--- BEGIN Data in this exercise ---
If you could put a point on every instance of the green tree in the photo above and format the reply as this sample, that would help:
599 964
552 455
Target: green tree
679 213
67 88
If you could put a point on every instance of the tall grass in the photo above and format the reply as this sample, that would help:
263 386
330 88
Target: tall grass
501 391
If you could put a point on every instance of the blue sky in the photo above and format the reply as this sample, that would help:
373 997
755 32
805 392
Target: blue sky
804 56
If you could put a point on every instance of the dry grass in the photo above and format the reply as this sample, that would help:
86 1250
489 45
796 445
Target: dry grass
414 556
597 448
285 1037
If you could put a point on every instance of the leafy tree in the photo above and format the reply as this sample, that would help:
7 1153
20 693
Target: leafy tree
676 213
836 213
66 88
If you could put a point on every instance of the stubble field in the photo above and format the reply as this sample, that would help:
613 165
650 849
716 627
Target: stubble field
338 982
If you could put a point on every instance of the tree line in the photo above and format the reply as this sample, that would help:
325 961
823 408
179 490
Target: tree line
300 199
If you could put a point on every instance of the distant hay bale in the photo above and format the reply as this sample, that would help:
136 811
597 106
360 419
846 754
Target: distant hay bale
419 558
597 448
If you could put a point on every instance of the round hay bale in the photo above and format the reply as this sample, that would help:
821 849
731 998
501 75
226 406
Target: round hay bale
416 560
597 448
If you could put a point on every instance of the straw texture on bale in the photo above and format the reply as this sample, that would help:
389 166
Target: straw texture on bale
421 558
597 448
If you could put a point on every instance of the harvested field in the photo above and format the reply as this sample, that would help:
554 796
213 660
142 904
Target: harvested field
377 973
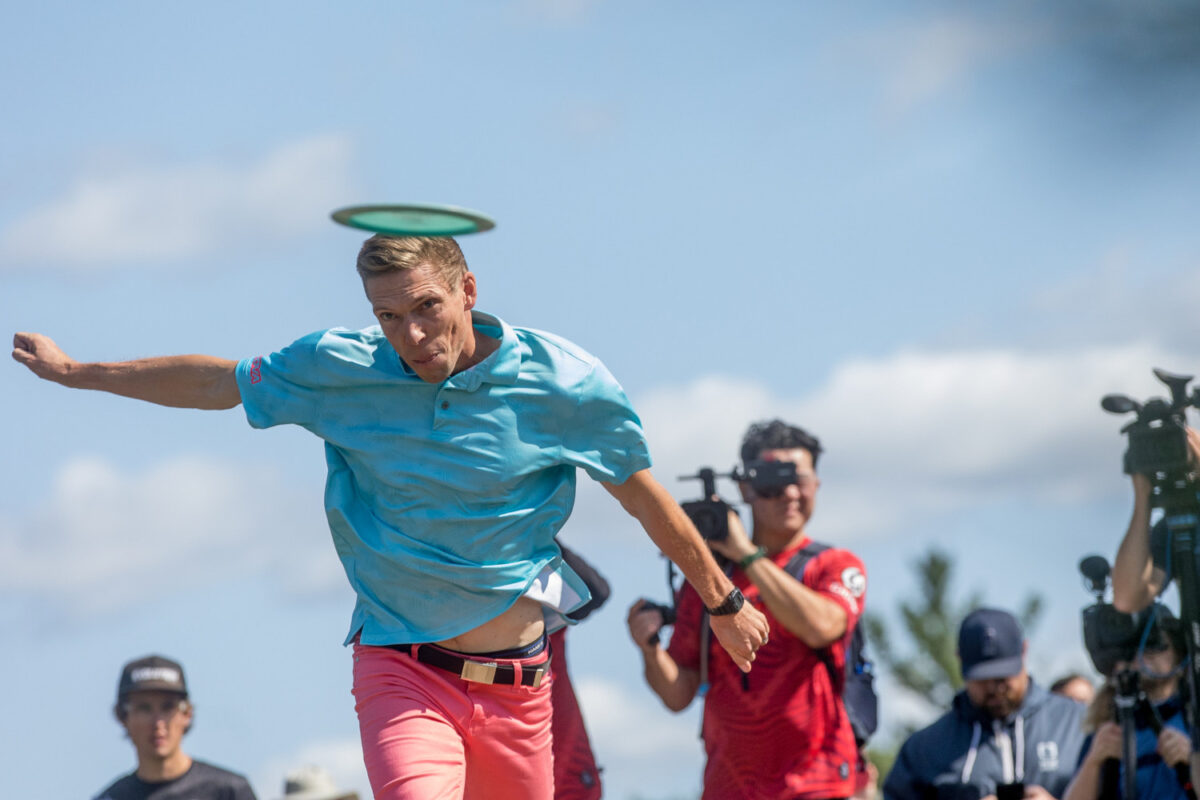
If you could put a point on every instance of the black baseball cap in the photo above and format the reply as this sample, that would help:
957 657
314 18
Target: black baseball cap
991 644
151 674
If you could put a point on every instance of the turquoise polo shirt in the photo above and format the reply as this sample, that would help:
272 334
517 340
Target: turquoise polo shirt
444 499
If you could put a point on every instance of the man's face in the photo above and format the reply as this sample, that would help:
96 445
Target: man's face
424 319
792 509
156 722
999 696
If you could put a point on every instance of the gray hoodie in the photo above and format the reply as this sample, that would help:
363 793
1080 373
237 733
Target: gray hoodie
966 752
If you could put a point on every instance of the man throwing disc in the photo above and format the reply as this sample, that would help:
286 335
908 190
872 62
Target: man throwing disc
451 441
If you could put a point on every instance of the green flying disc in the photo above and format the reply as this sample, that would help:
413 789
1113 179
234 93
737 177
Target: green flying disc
414 220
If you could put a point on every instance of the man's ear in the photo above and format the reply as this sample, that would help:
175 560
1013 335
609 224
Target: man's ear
469 290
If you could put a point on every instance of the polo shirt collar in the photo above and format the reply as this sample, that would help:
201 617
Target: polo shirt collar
502 366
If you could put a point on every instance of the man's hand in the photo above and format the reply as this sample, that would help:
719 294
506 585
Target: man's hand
41 355
645 625
741 633
1174 746
180 380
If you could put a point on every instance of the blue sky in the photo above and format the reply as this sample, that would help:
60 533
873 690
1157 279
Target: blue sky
934 235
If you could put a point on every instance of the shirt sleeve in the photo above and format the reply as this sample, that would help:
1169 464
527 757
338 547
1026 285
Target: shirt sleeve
282 388
840 576
605 435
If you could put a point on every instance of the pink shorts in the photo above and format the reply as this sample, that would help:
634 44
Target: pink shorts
427 734
576 776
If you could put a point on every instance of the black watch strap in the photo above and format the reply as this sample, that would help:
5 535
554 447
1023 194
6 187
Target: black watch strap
731 605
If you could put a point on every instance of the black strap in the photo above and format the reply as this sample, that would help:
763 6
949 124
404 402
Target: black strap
472 669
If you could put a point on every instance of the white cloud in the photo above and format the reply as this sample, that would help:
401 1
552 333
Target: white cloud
342 759
624 726
162 212
643 750
106 540
927 61
924 432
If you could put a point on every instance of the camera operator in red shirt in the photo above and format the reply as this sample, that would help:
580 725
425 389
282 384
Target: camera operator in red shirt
783 729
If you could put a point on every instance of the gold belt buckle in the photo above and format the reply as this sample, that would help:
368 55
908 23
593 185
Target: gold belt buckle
480 672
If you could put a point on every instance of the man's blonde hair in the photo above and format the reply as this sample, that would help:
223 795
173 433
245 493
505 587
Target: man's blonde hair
382 254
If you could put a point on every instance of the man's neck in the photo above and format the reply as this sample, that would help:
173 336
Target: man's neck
156 770
777 541
481 346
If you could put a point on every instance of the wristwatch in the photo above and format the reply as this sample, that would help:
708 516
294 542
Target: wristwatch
731 605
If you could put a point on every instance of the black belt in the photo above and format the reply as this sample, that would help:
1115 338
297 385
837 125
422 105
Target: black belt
479 672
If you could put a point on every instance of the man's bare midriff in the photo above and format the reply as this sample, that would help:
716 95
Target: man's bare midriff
520 625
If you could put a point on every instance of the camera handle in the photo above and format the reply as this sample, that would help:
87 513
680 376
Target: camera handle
1181 527
1126 701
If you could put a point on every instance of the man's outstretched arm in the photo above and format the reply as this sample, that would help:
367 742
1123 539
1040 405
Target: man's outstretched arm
181 382
669 527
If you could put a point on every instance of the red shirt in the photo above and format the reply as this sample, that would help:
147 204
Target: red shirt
779 732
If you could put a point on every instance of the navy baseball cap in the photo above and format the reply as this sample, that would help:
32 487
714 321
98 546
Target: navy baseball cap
991 644
151 674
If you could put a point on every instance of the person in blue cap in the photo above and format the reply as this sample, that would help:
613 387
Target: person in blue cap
1003 738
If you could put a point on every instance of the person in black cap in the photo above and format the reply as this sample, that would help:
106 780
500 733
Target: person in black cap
1003 738
154 709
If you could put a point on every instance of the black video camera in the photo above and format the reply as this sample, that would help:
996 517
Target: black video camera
1111 636
712 515
1158 441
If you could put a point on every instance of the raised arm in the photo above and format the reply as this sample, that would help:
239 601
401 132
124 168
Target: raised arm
1135 579
669 527
181 382
808 615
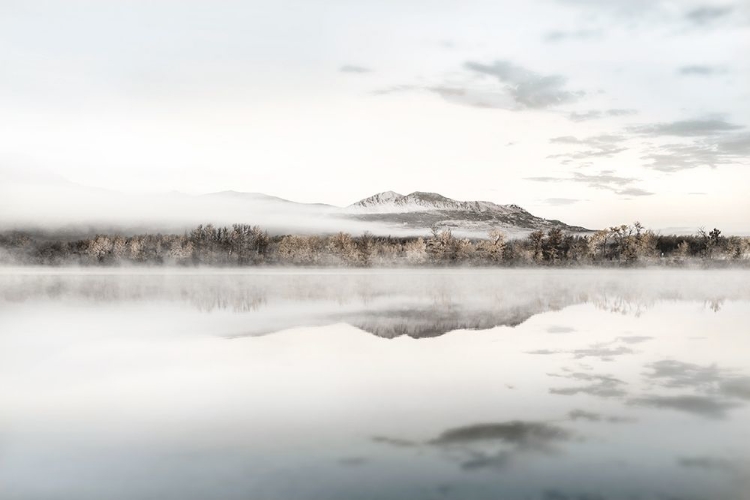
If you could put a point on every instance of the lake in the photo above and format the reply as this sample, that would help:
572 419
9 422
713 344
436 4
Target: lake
374 384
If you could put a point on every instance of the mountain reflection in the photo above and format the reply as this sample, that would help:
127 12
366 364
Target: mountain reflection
389 304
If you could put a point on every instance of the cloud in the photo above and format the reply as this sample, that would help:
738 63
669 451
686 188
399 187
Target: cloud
601 351
603 180
528 90
559 36
517 432
595 114
738 387
686 128
704 406
510 439
708 14
600 146
475 97
708 152
677 374
700 70
604 386
634 192
558 202
560 329
708 463
397 442
596 417
559 495
353 68
634 339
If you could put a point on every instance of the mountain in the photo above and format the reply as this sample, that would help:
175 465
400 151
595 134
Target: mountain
75 210
421 210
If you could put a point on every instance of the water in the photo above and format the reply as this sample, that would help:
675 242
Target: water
470 384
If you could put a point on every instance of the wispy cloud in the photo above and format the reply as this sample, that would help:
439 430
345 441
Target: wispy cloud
559 36
700 70
596 114
527 88
708 14
686 128
603 180
708 152
600 146
353 68
558 202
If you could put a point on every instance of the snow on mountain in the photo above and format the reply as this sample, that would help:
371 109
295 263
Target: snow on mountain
418 201
420 210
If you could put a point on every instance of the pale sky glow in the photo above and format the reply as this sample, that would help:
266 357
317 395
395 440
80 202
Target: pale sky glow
592 112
--- END Data in this exercise ---
Goal -
Verbatim reproduction of every record is required; images are left out.

Reply to the task -
If you could put a point on every instance of the green tree in the photo above and format the reply as this sample, that would help:
599 964
552 455
Target: green tree
679 213
67 88
If you could put a point on every instance of the tall grass in the photo above and format the reply as this sample, that would help:
263 386
330 88
Target: tall grass
501 391
If you could put a point on every instance of the blue sky in the photo above and format the reply as this sample, that would help:
373 997
755 32
805 392
Target: blue sky
804 56
If you could put a point on every instance of the dry grass in the photo above and format the reply as this sample, that would help:
86 1250
489 45
796 445
Target: dry grass
414 556
597 448
285 1037
If you could put a point on every instance of the leafy tree in the photo above and format the reply as this sample, that would help:
7 1153
20 693
Target: leafy tree
676 213
836 213
66 88
If you could put a point on every instance of the stubble field in the photo above and format the reply as this sample, that would help:
613 165
650 849
716 627
Target: stubble field
338 982
If you could put a point on every instance of the tree line in the photo above and format the reply as this sample, that would help:
325 961
823 408
179 490
Target: tree line
300 199
If you could put a point on every instance of the distant hay bale in the photo above and format the reply as this sample, that would help:
136 811
597 106
360 419
846 754
Target: distant hay bale
419 558
597 448
If you could put a point on every instance of the round hay bale in the photo above and format the reply as this sample, that would help:
821 849
731 998
501 75
226 406
Target: round hay bale
416 560
597 448
If you could put a point on every instance of the straw texture on bale in the photo above and format the reply as this sample, that would help:
389 166
Target: straw texture on bale
421 558
597 448
If you could put a point on every instance of the harvested field in the photo above and format the reply as this sample, that would help:
554 796
213 660
142 904
Target: harvested field
377 973
If you could put a point on every instance of the black baseball cap in the photo above and format the reply as this sample, that would help:
957 657
314 18
Target: black baseball cap
991 644
151 674
If you could put a point on every instance of the turquoise polo shirt in the photo above and format the reply as this sample, that would help:
272 334
517 340
Target: turquoise polo shirt
444 499
If you could put a point on every instance of the man's face in the photo above and format the reply as this sample, that would help:
96 445
Target: man's face
424 319
792 509
156 722
999 696
If you could put a point on every instance of the gray hoodie in the photo above and format the reply as this sample, that would help:
363 793
1080 373
237 733
Target: gray hoodie
966 752
If you could put a point on every instance of the man throwing disc in the photo above and format the reply as this sample, that would help:
286 335
908 190
872 62
Target: man throwing disc
451 441
If you could put a point on every instance of the green flying disc in the photo above and format the reply as this sample, that would help:
413 789
1113 179
234 93
737 177
Target: green flying disc
414 220
If you could put a point on every instance of the man's ear in the photo above and format the reply as this sample, that would help:
175 560
1013 335
609 224
Target: man's ear
469 290
If you could put a point on every instance of the polo shirt collar in the photo above and format the reply as this sample, that would help:
201 617
Target: polo shirt collar
502 366
If you could put a point on every instance of the man's hand in the photo above and format the reply as this sample, that would help:
719 294
506 585
Target: man's hand
41 355
645 625
741 633
1174 746
180 380
If you could put a point on every instance of the blue sky in the photo above and format the reply as this sample, that would help:
60 533
873 690
1157 279
Target: blue sky
934 235
If you could put a point on every instance of the shirt sleeve in the photo above and format the reply as this sample, that would help:
1169 464
527 757
338 547
1026 285
Target: shirt sleeve
282 388
840 576
605 435
If you could put a point on every instance of the pink shorts in the photo above and format the reply as this sample, that would help:
634 44
Target: pink shorts
427 734
576 776
If you could put a point on every instance of the black watch strap in the photo above and format the reply as this sample, that would help:
5 535
554 447
1023 194
6 187
Target: black watch strap
731 605
If you could put a point on every instance of the black strap in the photo above and format the reply as this sample, that would help:
763 6
949 124
404 402
Target: black strap
472 669
If you could put a point on every instance of the white cloud in the photo above and format the reply as this sample, that would help:
401 1
552 333
Target: white cloud
342 759
624 726
162 212
643 750
106 540
927 61
924 432
If you could put a point on every instance of the camera operator in red shirt in the photo above and format the reply as this sample, that would help:
580 725
425 389
282 384
Target: camera operator in red shirt
783 729
If you could put a point on every instance of the gold belt buckle in the photo above and format the reply as this sample, that would help:
368 55
908 23
593 185
Target: gold belt buckle
480 672
If you could put a point on every instance of the man's blonde hair in the photo above and format the reply as this sample, that would help:
223 795
173 433
245 493
505 587
Target: man's blonde hair
382 254
If you could put a point on every instance of the man's neck in the photo above and format the reply as this sample, that would help:
173 336
Target: man's neck
156 770
777 541
481 346
If you could put a point on every instance of the wristwatch in the photo above and format the reply as this sample, that would help:
708 516
294 542
Target: wristwatch
731 605
If you could put a point on every instance of the black belt in the photo above and format the reply as this sample, that would help:
1115 338
297 385
837 125
422 105
Target: black belt
479 672
If you could put a point on every instance of the man's bare midriff in the photo above and format the reply as this sample, that would help:
716 95
Target: man's bare midriff
520 625
If you could put a point on every instance of the camera handle in the photo above and format the reply as this sample, that would help:
87 513
680 376
Target: camera handle
1181 527
1126 701
If you could put a point on every instance of the man's outstretched arm in the photo above and format the reply as this sample, that would help:
367 742
1123 539
1040 405
Target: man's outstretched arm
181 382
669 527
If you could put a point on every instance of the red shirt in the photo above and format the reply as this sample, that would help:
147 204
Target: red shirt
779 732
If you could put a point on every instance of the navy baseball cap in the photo above and format the reply as this sample, that would help:
32 487
714 321
98 546
Target: navy baseball cap
991 644
151 674
If you could put a point on every instance of the person in blue cap in the photo above and format the reply as this sample, that would help:
613 387
Target: person in blue cap
1003 738
If you could put a point on every instance of the person in black cap in the photo above and format the reply as this sample, that would help:
106 780
500 733
Target: person in black cap
1003 738
154 709
If you could put a point on every instance of the black video camera in the photo above and format the reply as this sample, that would help:
996 517
Target: black video camera
1111 636
712 515
1158 441
If you could put a point on every instance of the raised arm in the photo above and format the reply as this sample, that would help:
239 601
401 132
124 168
Target: raised arm
1135 579
669 527
181 382
808 615
If you could put a point on every instance of the lake in the photo above and format the reply as this sample, that would help:
572 419
9 422
713 344
436 4
Target: lake
374 384
If you could put a point on every instance of the mountain reflection in the photo above and format the reply as this sample, that would help:
127 12
366 364
Target: mountain reflection
389 304
If you could put a point on every instance of the cloud in the photo above and format the reply as this sample, that would help:
738 63
669 451
686 188
399 187
Target: cloud
601 351
603 180
528 90
559 36
517 432
595 114
738 387
686 128
704 406
510 439
708 14
600 146
475 97
708 152
677 374
700 70
604 386
634 192
558 202
560 329
708 463
397 442
596 417
559 495
353 68
634 339
If you could put a point on every instance of the mountain in the photo above and format the reply as this sample, that would help:
175 465
400 151
595 134
Target: mountain
75 210
421 210
If you could put a point on every instance of the water in the photo above and format the reply as this sample, that would help:
675 242
Target: water
470 384
If you could put a point on every instance of the wispy cloud in the photo above and format the reply as this sample, that would help:
439 430
345 441
Target: wispy cloud
559 36
700 70
596 114
527 88
708 14
686 128
603 180
708 152
600 146
353 68
558 202
If you could put a point on every instance of the snow on mountain in the photo above and format the reply as this sample, that would help:
371 109
295 263
Target: snow on mountain
418 201
420 210
If you could put a point on every instance of the pale sky glow in the photo above and format the reply as this sample, that would help:
266 357
317 395
395 440
80 202
Target: pale sky glow
592 112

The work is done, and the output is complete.